• **WHAT YOU NEED TO DO**:
Can you continue the text below about how the Svalbox digital model database is built, starting after its last sentence?

──────── GIVEN TEXT

The Svalbox DMDb was implemented as a PostgreSQL database with PostGIS extension, both of which are well-established open-source systems (Fig. 3). Model metadata are grouped by model type (e.g., DOM, digital sample/drill-core models) and stored within type-specific tables. Each table row is given a unique identifier and holds the metadata, including digital object identifier (DOI), for a single DOM data package that is uploaded and registered with an external data repository (e.g., Zenodo [European Organization for Nuclear Research and OpenAIRE, 2013], Norwegian National Infrastructure for Research Data [NIRD]). Accepted key-value pairs have developed over time to accommodate more complex settings, with several parameters (“columns”) currently featuring parameter dictionaries in the JSON format to circumvent ArcGIS Server limitations, specifically key lengths. In the future, existing columns will likely be converted to the JSON format to facilitate the capture of additional metadata, such as the inclusion of processing-specific software parameters (e.g., name and build number/version of external software and processes, data set version control). DOM footprints or outlines are automatically calculated from the model data with the Point Data Abstraction Library (PDAL; PDAL Contributors, 2020), though this can also be done manually in geographic information system (GIS) applications by tracing raster (e.g., DEM, orthomosaic) outlines. An ArcGIS Server REST application programming interface (API) facilitates access to the underlying geospatial database. A calendar-versioned database release is also hosted on Zenodo (Betlem et al., 2023b), which itself features a well-documented API for direct access to the archived data packages.

────────────────
──────── RECORD SET

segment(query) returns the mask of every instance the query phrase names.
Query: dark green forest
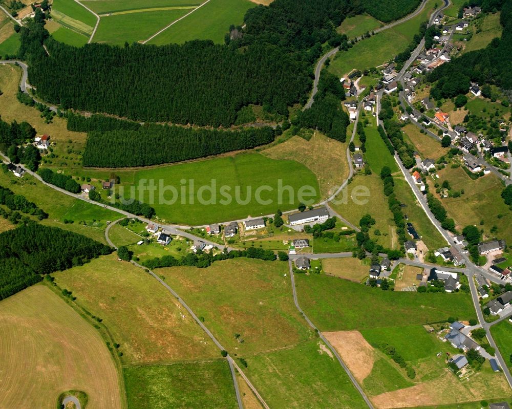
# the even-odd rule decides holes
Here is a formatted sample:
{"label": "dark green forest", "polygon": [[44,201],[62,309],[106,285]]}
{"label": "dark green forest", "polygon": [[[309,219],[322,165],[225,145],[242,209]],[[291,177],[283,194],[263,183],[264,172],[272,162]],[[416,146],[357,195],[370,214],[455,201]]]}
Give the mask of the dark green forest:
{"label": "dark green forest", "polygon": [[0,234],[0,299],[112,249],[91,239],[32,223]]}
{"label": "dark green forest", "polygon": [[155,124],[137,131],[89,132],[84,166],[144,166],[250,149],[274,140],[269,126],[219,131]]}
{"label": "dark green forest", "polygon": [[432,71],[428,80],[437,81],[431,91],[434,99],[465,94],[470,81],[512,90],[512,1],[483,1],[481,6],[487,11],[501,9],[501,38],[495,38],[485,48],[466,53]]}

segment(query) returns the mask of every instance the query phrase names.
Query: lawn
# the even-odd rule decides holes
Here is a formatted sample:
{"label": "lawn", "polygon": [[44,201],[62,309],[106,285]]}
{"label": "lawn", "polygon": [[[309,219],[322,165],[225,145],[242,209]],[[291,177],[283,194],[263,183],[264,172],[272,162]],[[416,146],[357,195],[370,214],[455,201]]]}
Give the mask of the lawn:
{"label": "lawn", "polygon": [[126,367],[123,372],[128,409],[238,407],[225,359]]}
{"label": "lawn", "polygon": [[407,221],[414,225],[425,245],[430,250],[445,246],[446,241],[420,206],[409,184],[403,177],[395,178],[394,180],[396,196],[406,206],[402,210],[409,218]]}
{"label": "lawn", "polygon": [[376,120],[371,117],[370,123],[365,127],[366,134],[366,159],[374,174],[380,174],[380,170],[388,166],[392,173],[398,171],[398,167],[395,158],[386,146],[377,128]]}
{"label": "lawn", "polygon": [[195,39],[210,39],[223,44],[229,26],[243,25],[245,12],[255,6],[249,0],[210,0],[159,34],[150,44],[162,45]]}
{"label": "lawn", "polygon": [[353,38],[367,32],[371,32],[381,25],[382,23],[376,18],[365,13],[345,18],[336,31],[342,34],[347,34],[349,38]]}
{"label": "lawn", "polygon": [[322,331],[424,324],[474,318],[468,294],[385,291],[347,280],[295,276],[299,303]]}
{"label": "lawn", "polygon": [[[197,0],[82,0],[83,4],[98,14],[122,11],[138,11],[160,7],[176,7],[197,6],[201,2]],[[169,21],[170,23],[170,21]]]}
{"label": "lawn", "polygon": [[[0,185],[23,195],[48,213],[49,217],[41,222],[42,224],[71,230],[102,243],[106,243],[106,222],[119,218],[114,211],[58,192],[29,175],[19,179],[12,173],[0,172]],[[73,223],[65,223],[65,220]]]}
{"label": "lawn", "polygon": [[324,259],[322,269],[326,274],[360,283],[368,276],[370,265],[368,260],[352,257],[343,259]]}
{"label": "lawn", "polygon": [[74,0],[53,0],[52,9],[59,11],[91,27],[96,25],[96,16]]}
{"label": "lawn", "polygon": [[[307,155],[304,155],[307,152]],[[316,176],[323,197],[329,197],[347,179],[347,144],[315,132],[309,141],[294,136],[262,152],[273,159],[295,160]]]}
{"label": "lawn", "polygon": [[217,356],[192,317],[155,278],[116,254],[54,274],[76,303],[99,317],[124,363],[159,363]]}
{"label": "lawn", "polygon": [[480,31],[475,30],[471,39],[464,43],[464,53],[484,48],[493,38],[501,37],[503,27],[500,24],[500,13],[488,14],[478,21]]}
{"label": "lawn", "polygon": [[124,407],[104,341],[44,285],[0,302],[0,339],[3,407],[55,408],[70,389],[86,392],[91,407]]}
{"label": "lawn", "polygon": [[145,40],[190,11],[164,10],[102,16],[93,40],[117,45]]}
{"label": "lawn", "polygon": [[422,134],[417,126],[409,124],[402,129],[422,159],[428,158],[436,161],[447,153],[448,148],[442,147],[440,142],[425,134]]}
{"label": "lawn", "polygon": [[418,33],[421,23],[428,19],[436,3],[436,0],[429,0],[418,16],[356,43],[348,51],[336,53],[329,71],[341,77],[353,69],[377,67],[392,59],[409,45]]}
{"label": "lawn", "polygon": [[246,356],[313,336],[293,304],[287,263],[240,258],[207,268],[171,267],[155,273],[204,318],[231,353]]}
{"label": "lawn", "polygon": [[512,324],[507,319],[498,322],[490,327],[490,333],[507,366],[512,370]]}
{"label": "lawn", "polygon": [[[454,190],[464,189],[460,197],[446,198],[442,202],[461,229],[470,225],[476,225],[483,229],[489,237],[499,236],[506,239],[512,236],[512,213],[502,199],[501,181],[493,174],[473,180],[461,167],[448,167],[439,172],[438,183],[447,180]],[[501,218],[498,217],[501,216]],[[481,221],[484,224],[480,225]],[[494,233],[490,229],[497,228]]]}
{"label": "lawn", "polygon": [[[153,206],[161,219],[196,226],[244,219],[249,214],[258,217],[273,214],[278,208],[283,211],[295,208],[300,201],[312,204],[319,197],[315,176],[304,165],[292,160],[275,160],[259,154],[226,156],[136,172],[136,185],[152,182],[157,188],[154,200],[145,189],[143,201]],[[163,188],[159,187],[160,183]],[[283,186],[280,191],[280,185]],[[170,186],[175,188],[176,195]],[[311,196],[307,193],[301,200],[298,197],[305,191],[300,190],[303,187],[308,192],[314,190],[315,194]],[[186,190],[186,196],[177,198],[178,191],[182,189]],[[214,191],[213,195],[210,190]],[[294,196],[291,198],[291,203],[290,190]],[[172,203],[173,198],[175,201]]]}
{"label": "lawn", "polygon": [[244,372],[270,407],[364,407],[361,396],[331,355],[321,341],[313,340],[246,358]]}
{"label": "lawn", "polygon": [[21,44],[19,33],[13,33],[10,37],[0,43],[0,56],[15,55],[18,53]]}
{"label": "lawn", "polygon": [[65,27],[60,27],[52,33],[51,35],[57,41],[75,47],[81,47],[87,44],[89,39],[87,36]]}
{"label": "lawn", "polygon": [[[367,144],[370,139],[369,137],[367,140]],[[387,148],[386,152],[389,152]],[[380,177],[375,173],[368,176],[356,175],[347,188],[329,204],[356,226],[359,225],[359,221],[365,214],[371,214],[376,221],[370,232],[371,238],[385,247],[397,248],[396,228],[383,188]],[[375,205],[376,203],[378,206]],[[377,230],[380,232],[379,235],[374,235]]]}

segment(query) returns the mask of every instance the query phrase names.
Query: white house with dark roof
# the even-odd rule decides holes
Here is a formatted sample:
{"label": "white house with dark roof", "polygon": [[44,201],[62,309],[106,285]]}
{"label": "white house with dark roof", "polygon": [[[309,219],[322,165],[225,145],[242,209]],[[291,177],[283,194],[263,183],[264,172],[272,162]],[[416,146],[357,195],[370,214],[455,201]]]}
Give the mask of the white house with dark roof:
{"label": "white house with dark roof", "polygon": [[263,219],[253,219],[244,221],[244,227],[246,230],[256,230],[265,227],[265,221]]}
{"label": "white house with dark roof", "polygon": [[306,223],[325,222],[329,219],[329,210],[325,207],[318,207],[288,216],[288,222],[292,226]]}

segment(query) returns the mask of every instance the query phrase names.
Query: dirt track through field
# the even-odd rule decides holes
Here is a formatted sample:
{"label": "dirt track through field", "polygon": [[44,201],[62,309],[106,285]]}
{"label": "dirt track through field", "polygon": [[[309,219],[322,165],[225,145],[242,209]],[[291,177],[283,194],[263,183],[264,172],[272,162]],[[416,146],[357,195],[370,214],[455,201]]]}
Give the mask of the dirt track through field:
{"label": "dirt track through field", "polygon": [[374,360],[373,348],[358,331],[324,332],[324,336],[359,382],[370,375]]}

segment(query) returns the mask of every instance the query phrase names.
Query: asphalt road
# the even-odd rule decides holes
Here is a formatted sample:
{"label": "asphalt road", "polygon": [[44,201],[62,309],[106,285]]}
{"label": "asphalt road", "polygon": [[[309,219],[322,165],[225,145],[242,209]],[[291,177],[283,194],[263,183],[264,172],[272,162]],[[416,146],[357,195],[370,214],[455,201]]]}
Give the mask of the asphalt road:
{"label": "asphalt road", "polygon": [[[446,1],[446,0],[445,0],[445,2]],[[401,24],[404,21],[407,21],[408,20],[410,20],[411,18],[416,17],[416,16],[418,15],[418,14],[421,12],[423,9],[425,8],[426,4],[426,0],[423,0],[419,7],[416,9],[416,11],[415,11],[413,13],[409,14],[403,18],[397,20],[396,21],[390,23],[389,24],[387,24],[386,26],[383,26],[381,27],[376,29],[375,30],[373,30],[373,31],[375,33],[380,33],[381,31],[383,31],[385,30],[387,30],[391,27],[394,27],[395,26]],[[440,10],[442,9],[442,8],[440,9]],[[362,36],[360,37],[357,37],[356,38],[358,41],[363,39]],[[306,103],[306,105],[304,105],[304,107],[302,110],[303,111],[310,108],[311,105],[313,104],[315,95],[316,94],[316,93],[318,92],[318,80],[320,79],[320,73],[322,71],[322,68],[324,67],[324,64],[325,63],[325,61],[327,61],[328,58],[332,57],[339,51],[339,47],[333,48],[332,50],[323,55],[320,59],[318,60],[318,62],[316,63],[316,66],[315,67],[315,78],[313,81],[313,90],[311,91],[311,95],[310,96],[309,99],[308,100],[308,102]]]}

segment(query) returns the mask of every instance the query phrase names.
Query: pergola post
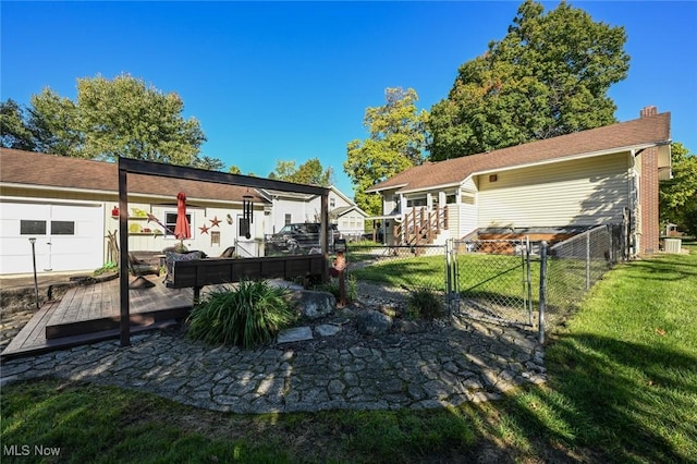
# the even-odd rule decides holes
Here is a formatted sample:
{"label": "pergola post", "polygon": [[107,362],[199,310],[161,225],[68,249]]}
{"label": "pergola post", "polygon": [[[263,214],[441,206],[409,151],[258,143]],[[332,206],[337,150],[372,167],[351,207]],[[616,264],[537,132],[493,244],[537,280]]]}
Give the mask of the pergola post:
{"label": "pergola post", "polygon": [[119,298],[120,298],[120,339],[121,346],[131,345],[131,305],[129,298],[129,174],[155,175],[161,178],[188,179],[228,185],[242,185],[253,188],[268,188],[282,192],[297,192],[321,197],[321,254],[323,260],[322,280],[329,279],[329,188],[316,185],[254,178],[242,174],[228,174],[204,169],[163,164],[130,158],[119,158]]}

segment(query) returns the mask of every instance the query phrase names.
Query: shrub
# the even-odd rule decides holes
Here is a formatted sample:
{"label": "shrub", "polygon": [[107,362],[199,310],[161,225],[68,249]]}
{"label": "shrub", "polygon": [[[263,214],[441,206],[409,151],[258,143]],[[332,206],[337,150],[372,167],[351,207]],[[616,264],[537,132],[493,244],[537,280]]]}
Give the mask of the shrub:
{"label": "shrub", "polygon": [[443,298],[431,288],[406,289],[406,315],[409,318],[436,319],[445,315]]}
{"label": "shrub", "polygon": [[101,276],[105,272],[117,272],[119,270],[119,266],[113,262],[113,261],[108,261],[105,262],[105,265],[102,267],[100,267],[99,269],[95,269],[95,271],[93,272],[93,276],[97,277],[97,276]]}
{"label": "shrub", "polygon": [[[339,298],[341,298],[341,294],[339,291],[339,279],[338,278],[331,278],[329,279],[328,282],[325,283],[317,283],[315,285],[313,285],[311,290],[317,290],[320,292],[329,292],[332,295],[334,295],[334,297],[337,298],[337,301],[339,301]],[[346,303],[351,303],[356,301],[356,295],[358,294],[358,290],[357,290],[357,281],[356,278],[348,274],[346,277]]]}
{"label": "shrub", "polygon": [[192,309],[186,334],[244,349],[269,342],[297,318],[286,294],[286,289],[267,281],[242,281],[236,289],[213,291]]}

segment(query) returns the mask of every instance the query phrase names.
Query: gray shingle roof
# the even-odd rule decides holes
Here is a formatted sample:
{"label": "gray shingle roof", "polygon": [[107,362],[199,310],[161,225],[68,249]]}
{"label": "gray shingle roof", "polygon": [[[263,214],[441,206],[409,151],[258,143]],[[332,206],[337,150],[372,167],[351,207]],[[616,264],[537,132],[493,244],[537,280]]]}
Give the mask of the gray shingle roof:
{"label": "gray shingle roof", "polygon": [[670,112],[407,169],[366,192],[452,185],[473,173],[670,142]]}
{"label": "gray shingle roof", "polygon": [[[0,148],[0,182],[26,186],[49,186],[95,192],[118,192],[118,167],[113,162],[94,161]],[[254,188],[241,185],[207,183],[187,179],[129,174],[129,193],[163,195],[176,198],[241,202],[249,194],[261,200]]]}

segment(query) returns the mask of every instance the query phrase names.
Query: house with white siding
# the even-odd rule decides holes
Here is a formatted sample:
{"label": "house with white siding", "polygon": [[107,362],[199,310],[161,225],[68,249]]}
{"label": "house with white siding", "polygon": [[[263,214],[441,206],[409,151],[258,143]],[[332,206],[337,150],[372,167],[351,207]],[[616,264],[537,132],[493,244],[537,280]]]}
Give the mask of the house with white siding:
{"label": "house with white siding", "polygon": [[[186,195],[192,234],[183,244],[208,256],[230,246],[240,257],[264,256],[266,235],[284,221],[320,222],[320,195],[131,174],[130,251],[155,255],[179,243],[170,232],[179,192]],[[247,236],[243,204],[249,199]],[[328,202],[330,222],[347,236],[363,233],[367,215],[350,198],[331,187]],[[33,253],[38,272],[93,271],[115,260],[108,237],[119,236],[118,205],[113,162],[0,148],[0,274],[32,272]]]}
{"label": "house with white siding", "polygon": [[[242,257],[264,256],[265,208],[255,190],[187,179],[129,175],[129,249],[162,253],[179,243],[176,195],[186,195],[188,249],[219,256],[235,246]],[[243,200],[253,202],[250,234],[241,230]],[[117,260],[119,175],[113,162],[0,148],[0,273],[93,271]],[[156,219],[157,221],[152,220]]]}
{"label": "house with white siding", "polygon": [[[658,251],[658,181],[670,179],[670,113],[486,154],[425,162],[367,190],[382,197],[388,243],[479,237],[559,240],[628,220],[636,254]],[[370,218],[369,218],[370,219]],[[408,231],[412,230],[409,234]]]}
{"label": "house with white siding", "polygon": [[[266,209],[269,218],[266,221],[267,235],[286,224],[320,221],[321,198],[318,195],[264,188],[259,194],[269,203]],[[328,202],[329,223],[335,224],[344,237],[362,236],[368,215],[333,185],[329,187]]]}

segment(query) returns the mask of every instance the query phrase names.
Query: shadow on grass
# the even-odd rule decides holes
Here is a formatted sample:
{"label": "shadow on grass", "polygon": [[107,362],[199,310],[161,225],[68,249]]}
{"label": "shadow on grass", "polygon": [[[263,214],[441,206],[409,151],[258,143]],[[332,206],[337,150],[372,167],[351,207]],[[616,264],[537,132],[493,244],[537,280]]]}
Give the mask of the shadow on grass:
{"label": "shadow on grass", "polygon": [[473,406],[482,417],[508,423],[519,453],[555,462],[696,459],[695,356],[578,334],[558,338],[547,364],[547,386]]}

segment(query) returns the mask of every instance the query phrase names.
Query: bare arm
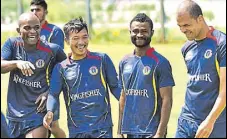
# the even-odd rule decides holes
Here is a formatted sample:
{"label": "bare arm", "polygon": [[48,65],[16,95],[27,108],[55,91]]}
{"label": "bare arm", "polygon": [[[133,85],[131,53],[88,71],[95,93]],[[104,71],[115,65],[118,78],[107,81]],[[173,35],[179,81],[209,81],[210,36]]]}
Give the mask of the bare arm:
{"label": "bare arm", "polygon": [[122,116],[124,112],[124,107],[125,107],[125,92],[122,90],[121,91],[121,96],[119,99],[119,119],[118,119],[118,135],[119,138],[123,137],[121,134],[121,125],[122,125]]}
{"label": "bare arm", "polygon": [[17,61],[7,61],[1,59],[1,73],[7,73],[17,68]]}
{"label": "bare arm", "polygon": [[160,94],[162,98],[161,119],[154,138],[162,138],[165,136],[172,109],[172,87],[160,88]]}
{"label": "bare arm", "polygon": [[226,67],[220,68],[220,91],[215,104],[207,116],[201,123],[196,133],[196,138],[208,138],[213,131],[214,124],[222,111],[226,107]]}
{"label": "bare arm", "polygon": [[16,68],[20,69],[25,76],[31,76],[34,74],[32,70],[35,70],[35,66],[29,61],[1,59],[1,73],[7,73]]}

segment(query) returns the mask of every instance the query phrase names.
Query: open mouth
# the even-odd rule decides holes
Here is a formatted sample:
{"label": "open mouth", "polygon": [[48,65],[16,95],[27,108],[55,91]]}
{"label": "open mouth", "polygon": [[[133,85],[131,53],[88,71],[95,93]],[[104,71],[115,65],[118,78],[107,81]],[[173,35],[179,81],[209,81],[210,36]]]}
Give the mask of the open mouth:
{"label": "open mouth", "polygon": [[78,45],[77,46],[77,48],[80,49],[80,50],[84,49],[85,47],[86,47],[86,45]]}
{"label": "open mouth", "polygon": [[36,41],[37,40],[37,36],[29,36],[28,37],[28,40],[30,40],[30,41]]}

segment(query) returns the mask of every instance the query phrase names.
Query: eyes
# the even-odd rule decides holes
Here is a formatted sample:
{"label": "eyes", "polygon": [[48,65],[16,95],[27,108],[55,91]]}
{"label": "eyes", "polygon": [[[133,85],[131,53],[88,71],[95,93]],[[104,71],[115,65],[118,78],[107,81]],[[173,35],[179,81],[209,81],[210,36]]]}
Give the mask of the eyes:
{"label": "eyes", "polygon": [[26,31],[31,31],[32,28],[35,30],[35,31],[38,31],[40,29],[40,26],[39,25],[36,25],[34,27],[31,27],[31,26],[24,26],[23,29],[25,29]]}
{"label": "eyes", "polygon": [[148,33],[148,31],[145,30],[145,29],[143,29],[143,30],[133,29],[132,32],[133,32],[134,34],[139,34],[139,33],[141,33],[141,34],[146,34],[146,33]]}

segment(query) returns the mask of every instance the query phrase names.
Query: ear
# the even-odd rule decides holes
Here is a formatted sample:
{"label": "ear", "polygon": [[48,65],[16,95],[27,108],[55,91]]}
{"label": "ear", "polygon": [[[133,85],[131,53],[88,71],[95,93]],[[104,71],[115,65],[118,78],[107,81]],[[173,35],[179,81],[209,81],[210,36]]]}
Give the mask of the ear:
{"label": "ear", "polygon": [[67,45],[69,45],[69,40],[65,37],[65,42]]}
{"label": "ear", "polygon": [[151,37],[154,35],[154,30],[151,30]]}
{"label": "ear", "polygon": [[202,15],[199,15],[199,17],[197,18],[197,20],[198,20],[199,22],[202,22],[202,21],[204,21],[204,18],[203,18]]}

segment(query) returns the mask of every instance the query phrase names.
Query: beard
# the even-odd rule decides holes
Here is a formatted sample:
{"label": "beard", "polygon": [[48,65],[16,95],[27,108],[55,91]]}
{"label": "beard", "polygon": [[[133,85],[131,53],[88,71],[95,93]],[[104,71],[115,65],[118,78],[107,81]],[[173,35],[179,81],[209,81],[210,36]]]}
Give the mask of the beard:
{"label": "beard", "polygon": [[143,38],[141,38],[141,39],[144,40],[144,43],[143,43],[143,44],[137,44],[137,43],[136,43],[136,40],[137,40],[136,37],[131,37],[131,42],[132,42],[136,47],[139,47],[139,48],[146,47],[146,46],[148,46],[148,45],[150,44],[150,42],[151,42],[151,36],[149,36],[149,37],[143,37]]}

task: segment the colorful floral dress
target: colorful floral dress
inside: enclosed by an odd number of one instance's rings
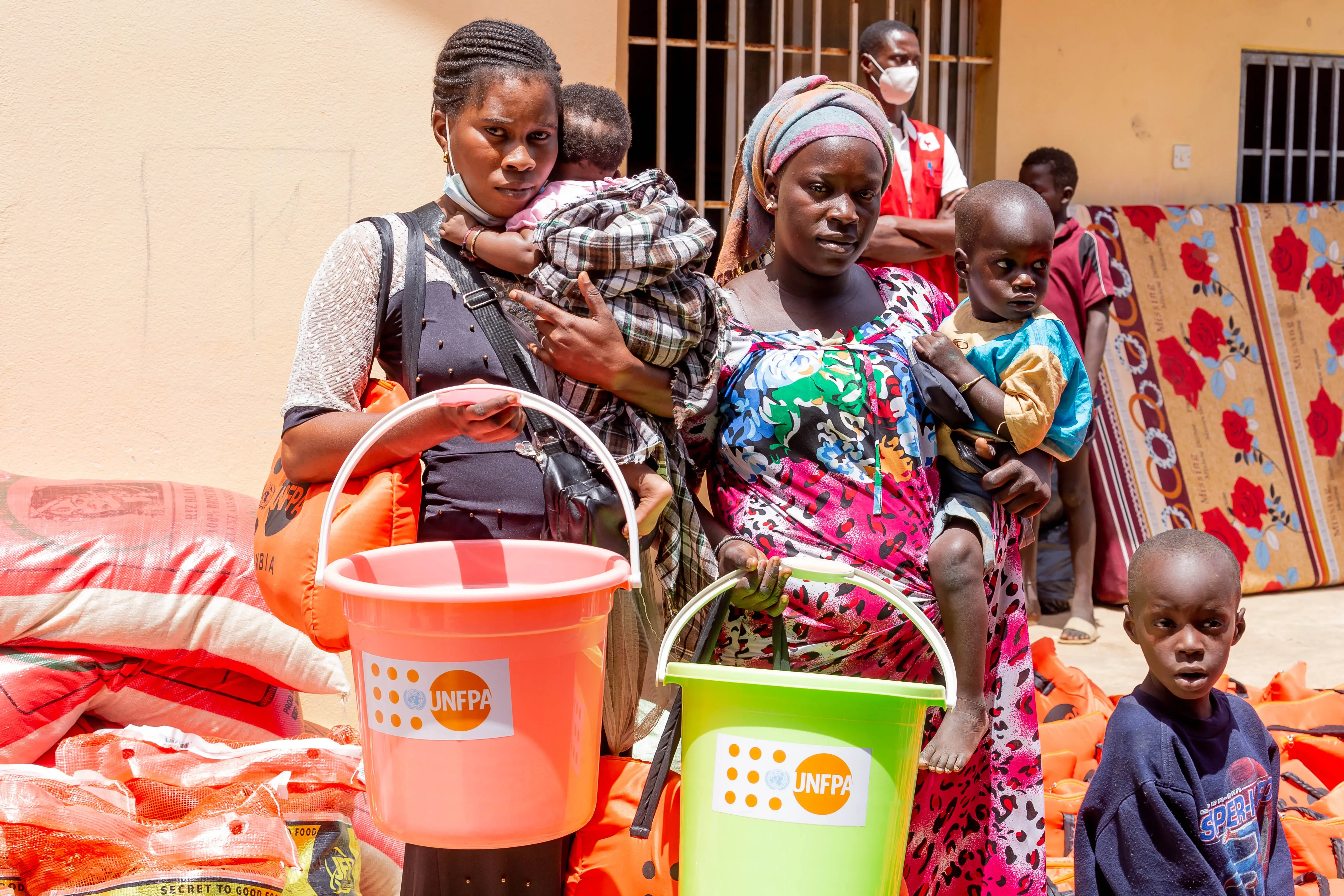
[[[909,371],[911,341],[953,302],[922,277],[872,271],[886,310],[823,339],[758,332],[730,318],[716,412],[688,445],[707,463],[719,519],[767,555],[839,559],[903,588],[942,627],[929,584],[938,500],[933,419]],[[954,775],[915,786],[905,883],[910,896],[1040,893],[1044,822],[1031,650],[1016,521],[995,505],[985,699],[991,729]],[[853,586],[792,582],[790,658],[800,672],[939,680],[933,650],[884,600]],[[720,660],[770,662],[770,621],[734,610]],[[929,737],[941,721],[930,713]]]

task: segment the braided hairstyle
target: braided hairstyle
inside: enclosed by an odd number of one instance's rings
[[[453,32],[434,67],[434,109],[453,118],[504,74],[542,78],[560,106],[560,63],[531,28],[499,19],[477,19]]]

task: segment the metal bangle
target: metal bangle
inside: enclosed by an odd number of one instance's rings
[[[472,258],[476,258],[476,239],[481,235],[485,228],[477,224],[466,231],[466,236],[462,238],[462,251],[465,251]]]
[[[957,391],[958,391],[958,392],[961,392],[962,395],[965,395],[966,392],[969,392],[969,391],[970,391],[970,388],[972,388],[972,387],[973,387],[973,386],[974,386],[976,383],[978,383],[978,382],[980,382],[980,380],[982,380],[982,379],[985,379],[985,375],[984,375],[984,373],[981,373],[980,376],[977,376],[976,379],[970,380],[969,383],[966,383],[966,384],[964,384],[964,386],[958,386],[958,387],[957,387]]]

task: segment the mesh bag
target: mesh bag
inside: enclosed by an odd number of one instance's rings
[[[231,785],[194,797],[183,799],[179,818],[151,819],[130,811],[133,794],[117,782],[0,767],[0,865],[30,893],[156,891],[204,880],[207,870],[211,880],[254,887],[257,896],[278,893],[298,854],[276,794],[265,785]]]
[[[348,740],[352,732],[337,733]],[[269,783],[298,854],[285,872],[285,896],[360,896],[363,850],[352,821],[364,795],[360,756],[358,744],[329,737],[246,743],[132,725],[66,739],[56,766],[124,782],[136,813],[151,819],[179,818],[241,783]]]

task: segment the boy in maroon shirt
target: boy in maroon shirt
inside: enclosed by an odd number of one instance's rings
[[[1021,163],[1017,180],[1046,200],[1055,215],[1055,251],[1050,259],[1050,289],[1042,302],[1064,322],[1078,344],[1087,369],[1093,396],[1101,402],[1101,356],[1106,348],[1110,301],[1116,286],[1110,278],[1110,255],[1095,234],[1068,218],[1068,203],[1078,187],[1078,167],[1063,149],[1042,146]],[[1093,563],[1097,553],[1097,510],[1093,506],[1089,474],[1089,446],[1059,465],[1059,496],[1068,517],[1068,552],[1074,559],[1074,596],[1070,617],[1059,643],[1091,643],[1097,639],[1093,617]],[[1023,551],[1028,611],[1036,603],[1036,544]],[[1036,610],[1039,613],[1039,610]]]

────────────────

• **ANSWER TO THIS TASK**:
All DOM data packages are checked for accurate georeference and registration information and model resolution errors following the guidelines by Buckley et al. (2022) and Howell et al. (2021). Metadata that detail acquisition and processing parameters of the source data and output are required for all models (Table S11). All geoscientific metadata are integrated with the Svalbox DMDb and accessible through the ArcGIS Server REST API and calendar-versioned database release. Geoscientific metadata include observations, interpretations, and references to further work provided by the principal data contributor. An initial assessment of data and metadata ensures that a submission meets a minimum technical standard. It does not reflect a scientific review in the traditional sense. Accuracy of geoscientific metadata therefore remains the responsibility of the principal data contributor.

Svalbox DMDb Availability

The calendar-versioned database release (Betlem et al., 2023b) details digital outcrop packages and related metadata that are available in a variety of formats (i.e., GeoPackage, GeoJSON, and comma-separated values). The version-controlled database follows an annual release schedule and includes a reference to the data package along with acquisition, processing, and publishing metadata. Daily instances are available through the Svalbox ArcGIS REST API, enabling geospatial integration with the latest data sets. An overview of available metadata key-value pairs is available in the Supplemental Material (Table S1).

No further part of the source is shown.